• _CONSIGNE_
Réécrivez le passage du texte sur le barbelé qui va de « De ce point » jusqu'à « spontanées (c’est-à-dire héritées) », en remplaçant « fragile » par « discutable ».

Dans le livre de 1975, l’objet carcéral stricto sensu
annoncé par le sous-titre (Naissance de la prison) était
essentiellement traité dans le dernier chapitre («
Le carcéral ») ; le cas de la prison n’était
en quelque sorte que la pointe émergée de l’iceberg,
l’avènement de l’âge des disciplines, lequel
nécessitait d’être exposé préalablement.
Le mouvement est ici inverse : c’est du barbelé que
l’on part, et c’est progressivement que son étude
s’inscrit dans l’ambition plus vaste d’une histoire
politique et technique des délimitations de l’espace,
jusqu’aux procédés de sélection et d’exclusion
soft, voire indétectables. Dans les derniers développements,
le barbelé en tant que tel tend du reste à s’effacer,
comme si l’écriture rendait compte en elle-même
de la dynamique historique de l’objet, voué à
la caducité, du moins dans certains lieux et en certaines
circonstances. Comme ce fut le cas pour Foucault, les historiens
sourcilleux pourront blâmer la désinvolture vis-à-vis
des règles conventionnelles (si tant est qu’elles existent...)
de l’écriture historique, ou simplement regretter la
dilatation, ou la dilution, de l’objet, dans la mesure où
la dernière partie de l’ouvrage aborde une vaste gamme
de techniques de filtrage ou de contrôle (des caméras
de surveillance aux caisses électroniques des supermarchés),
parfois incarnées (vigiles et autres médiateurs).
De ce point de vue, cette partie du livre est moins serrée
et, sans doute, plus fragile que les précédentes.
Mais c’est aussi qu’elle n’est pas fermée
sur elle-même, ayant vraisemblablement une fonction exploratoire
ou programmatique pour d’autres travaux. En outre, accoler
le barbelé à des choses qui n’ont a priori rien
à voir est aussi un moyen heuristique pour bousculer les
associations spontanées (c’est-à-dire héritées)
du sens commun. Qu’on pense par exemple aux commentaires de
Siegfried Kracauer à propos de l’auteur du Procès
: « Les récits de Kafka décrivent un univers
d’horreur qui rappelle de près les organisations humaines
dont les triomphes sont les tranchées, les barbelés
et les projets financiers les plus élaborés »
» [7].

• _DONNÉES FOURNIES_
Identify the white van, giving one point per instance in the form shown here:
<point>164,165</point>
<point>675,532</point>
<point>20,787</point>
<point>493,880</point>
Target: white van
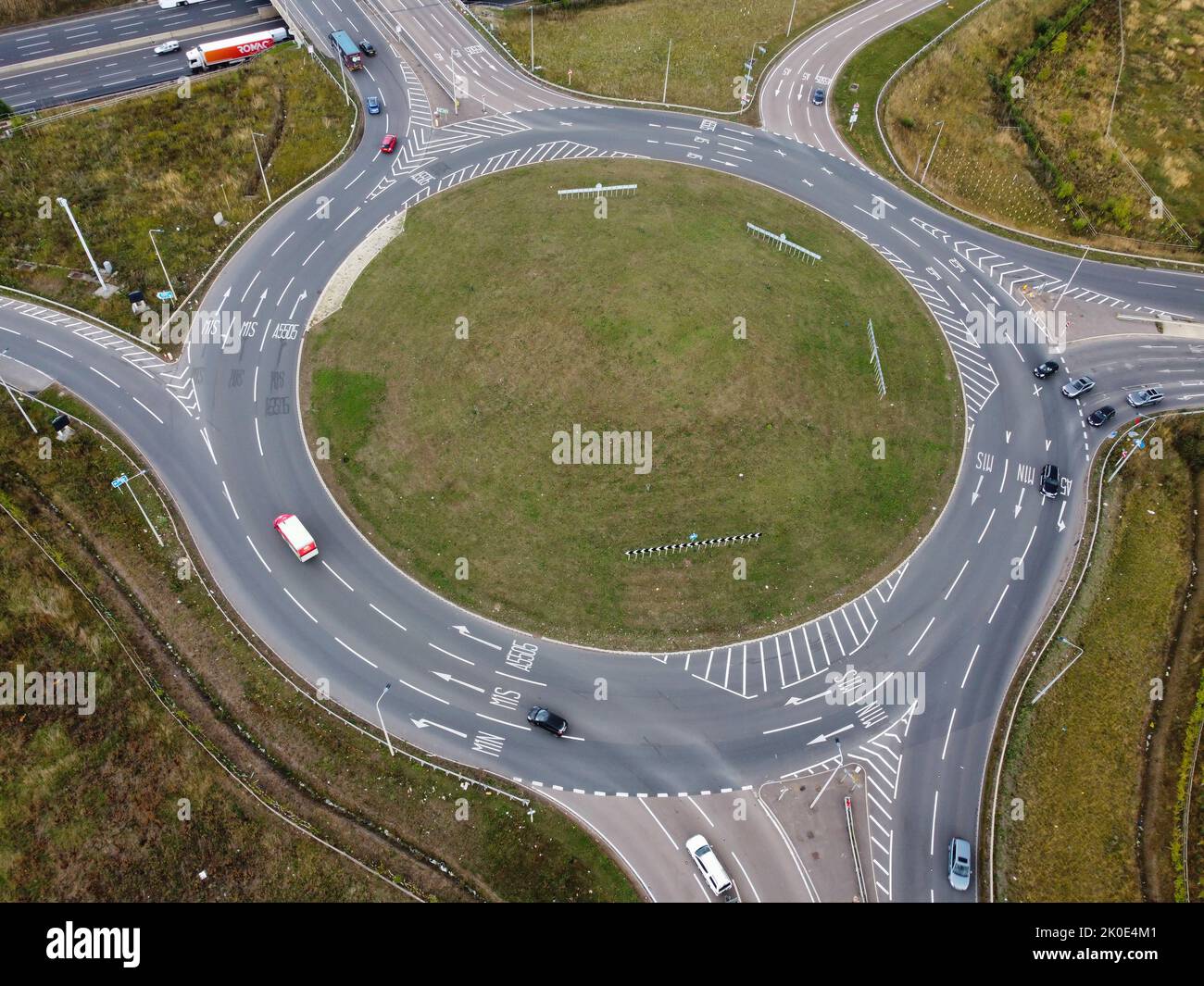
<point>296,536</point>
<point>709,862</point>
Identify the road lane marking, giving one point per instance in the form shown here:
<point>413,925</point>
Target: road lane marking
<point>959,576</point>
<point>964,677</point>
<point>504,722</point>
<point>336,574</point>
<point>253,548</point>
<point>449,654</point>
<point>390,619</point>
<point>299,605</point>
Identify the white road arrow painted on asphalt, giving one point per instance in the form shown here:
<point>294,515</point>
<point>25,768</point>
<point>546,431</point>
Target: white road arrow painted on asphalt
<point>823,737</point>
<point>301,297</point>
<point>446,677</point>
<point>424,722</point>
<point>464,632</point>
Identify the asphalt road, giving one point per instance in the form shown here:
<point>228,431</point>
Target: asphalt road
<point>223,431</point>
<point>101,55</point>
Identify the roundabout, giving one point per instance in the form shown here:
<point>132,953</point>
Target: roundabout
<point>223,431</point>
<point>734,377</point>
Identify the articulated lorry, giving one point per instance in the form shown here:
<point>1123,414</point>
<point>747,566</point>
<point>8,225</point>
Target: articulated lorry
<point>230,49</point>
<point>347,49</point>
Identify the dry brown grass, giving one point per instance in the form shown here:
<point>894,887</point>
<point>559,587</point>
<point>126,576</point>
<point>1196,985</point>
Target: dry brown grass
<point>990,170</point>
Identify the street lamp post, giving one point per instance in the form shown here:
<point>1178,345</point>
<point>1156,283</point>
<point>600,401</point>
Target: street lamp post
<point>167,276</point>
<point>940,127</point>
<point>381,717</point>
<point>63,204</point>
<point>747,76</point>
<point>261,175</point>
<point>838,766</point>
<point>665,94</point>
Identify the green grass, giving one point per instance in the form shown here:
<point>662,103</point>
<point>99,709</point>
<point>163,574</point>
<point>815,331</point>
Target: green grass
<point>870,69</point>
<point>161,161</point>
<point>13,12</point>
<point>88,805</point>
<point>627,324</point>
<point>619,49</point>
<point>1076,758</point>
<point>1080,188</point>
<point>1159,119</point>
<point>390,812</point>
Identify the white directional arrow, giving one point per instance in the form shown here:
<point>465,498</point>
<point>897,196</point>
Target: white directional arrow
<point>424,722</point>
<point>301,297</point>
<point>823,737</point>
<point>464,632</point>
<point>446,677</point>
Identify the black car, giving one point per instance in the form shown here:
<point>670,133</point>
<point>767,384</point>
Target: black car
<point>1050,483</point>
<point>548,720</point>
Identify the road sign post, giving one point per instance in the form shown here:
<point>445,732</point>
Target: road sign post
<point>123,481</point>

--

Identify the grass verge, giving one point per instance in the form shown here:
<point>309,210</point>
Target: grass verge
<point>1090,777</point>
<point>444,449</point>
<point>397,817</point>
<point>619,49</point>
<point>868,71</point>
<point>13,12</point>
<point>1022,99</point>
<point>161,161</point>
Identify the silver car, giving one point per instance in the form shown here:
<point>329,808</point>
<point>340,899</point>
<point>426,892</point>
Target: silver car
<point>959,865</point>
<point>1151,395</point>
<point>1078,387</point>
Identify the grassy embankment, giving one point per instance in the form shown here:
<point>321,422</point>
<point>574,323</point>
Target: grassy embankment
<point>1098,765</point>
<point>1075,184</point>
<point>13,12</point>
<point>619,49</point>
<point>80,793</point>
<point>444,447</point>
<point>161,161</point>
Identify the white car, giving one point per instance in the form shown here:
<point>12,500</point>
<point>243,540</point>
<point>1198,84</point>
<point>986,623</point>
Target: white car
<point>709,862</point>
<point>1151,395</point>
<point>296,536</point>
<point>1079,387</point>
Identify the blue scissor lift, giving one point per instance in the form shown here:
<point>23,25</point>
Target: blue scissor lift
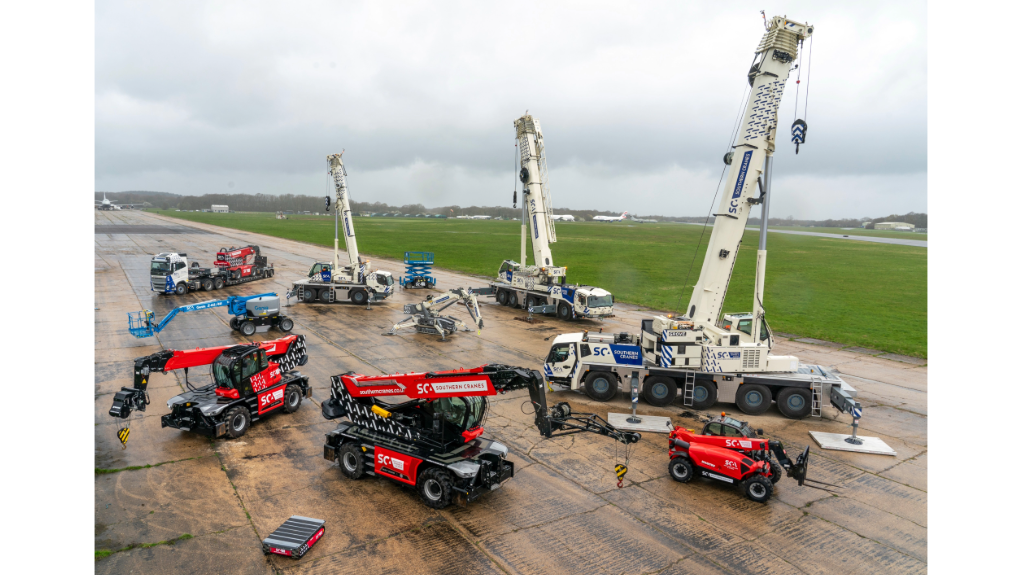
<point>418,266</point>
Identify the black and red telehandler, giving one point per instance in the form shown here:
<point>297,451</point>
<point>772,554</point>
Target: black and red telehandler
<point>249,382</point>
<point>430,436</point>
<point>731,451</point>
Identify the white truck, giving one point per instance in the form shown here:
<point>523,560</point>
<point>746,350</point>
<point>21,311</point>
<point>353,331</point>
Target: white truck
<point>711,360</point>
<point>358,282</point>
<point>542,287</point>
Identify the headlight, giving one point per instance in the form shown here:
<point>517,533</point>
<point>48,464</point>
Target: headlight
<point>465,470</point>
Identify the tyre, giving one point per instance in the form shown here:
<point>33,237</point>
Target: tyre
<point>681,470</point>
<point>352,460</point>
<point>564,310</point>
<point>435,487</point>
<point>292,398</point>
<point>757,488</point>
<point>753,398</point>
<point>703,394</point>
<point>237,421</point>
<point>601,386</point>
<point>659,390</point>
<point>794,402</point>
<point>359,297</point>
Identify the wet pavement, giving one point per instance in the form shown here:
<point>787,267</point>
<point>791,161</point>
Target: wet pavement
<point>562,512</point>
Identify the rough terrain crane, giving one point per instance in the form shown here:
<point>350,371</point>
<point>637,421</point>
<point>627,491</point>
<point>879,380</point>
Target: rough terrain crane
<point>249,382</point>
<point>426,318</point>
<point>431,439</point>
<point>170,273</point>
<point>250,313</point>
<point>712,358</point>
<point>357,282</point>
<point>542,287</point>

• _RÉPONSE ATTENDUE_
De ce point de vue, cette partie du livre est moins serrée
et, sans doute, plus discutable que les précédentes.
Mais c’est aussi qu’elle n’est pas fermée
sur elle-même, ayant vraisemblablement une fonction exploratoire
ou programmatique pour d’autres travaux. En outre, accoler
le barbelé à des choses qui n’ont a priori rien
à voir est aussi un moyen heuristique pour bousculer les
associations spontanées (c’est-à-dire héritées)